* _課題文_:
______
親切なことにミャンマー時間と日本時間の表示がある。早朝のミャンマーではホテルから見ていると一見廃墟のような所から人の出入りがある。仕事に向かう人達だろう。

ホテルの朝食風景。昨日は簡単なお弁当だったから新鮮味がある。ゆっくりと味わった。日本食モドキがあるのもうれしいけど、やはりモドキはモドキの味だ。

清潔感たっぷりで、これだけの料理が揃えることができるホテルに感謝。昨日の昼食はいったい何だったんだろう?悪夢だったとしか言いようがない。
本日の観光のメイン、シュエダゴン・パゴダの観光に出かけるまでの束の間をホテルのフロントや玄関周りを見て回った。ベストウエスタン・グリーンヒルホテルとあるが、「泊まったところはしっかりした一流のホテルか?」と聞いてきた友人はその名前は知らないといった。危ないところに泊まったんじゃないかって言い方だったが、でもこれなら大丈夫だと思った。暑い国のクリスマスツリーは日本のように雪の飾りがない。ブラジルでも同じだった。玄関にはすっかりなじんだ軽トラのトラックバスが停まっていた。

シュエダゴン・パゴダの入り口。先ずは靴を脱いで裸足になる。エレベーターで2階へ上がる。ここで大木が迎えてくれるが1階から伸びているそうだ。ここはミャンマー最大の聖地で2500年の歴史がある。

裸足で焼け付いたところを歩くのはキツイ。修行が足りないから、なんだかお仕置きを受けているような感じ。アツイ、アツイ!を連発して飛び跳ねるような歩き方をしていたら、遅まきながらのガイドの言葉「緑の敷物の上を歩くといいですよ」…もっと早く教えてよ!

それにしても素晴らしい宝石の数々、これがすべて寄進によるものだなんて、ミャンマーの人々の信仰の篤さが計り知れないほど深い。

寝釈迦像だ。お釈迦様が横たわっていらっしゃるのは涅槃像かと思っていた私は全然理解していなかったのだ。この像は横たわっていらっしゃるだけ。

生まれ月毎に礼拝する場所が決まっているので、それぞれの神様に御祈りをささげている。

寺院を出てボージョー・アウンサン・マーケットの見学。「ケンガク」だ、買う気持ちがないから。店頭の貴金属に圧倒され、足早に立ち去る。じゃないと店員がネックレスやブレスレットを否応なく体に押し付けてくる。

一つだけ自分へのお土産として、ロンジー用に切り分けられた布地を買った。仕立てを待つ時間が無いから自分でミシンで縫うからと言うと、ガイドが驚きの表情で「ミシンを持っているの」と言う。当たり前のように使っていたミシンだが、ここでは貴重品のようだ。
______
* _問題_:
A) ミャンマー旅行記の課題文によると、シュエダゴン・パゴダには何年の歴史があるか。
B) ミャンマー旅行記の課題文を、最後の文の後から書き継げ。

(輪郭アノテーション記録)
______
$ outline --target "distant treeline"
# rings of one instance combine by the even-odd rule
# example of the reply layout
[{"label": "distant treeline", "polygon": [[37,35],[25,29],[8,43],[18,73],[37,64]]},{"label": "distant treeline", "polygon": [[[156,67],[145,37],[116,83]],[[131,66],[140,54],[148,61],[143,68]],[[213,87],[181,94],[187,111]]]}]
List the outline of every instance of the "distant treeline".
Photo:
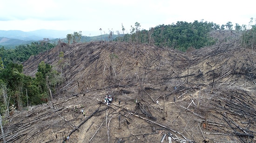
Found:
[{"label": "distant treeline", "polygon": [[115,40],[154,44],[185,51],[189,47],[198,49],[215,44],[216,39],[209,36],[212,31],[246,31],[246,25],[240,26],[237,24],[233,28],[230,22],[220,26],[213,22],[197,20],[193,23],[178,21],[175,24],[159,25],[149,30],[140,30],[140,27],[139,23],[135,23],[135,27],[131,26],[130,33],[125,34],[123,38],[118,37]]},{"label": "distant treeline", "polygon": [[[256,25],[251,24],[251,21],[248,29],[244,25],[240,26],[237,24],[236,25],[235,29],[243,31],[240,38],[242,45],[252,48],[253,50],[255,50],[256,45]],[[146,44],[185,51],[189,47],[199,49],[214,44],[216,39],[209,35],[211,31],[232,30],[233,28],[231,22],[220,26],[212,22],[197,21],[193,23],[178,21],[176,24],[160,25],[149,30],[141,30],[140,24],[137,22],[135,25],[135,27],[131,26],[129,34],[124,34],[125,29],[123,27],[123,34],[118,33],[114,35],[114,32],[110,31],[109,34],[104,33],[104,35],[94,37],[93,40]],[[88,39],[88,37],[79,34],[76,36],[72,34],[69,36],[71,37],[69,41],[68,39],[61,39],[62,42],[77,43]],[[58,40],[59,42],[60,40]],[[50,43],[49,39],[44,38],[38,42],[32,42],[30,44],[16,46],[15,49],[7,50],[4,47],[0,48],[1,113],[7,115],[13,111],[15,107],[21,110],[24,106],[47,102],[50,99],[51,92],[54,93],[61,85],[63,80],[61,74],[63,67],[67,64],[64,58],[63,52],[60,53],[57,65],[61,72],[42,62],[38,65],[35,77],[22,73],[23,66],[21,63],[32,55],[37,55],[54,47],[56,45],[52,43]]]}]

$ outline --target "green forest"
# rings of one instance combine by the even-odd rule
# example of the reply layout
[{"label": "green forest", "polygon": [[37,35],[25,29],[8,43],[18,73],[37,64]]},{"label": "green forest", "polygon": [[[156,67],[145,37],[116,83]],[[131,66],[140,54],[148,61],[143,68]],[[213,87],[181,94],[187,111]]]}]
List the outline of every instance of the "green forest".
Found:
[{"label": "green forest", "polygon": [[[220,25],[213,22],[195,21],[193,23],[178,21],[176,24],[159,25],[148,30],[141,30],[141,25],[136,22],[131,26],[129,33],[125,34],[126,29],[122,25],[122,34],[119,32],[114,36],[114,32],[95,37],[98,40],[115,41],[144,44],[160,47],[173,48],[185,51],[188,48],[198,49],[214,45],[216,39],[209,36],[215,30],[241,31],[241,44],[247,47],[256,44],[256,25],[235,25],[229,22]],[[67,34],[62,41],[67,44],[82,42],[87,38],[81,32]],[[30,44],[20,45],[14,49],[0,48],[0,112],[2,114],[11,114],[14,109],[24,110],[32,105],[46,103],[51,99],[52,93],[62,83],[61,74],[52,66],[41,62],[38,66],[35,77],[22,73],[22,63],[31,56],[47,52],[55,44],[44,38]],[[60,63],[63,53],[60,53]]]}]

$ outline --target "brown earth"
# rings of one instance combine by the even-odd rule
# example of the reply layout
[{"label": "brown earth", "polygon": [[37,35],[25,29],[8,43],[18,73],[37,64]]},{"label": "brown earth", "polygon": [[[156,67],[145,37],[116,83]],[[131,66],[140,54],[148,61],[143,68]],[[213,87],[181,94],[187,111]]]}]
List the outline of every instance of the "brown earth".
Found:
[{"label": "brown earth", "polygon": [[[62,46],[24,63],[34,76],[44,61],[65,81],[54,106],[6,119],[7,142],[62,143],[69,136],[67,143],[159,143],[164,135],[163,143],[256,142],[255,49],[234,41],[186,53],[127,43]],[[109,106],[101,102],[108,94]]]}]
______
* _解答_:
A) 2500年の歴史がある。

B)
アウンサン・マーケットを出ると前はメインストリート。かなりの渋滞だ。迎えの自家用車を待つ人もいる。トラックバスも何台か走るが、立派なというか私的には普通のバスも走っている。

マーケットから車で移動。ヤンゴン中心地のスーレーパゴダの近くのロータリー。(スーレーバゴダはバスの終点となっているそうだ)

イギリスの統治時代に建てられた「旧最高裁判所」(ボジョーアウンサンが暗殺された場所。今は、ヘリテージとして残されている)や中央郵便局、ヤンゴン市役所、旧イギリス大使館(現銀行)、ステランドホテルなど統治時代の建物がそのまま残されている。100年以上前に建てらた。
白亜の独立記念塔がひと際目を引き付ける。

立派な建物のあるストリートを縫うようにリンタクが走る。自転車を土台とした物売りや、開店準備中の荷車もある。

昼食はミャンマー東部シャン地方の名物料理ミャンマーヌードル。清潔そうなレストランの店構えにほっとする。客の到着を知らせるドラがなる。なんとなく韓国風?

店内に飾ってあった絵。王さまと思しき人は白馬に乗り、従者が日傘をさしかける。

渋滞の中、市民生活を垣間見るような風景を眺めつつチャウッタージー・パゴダへ向かう。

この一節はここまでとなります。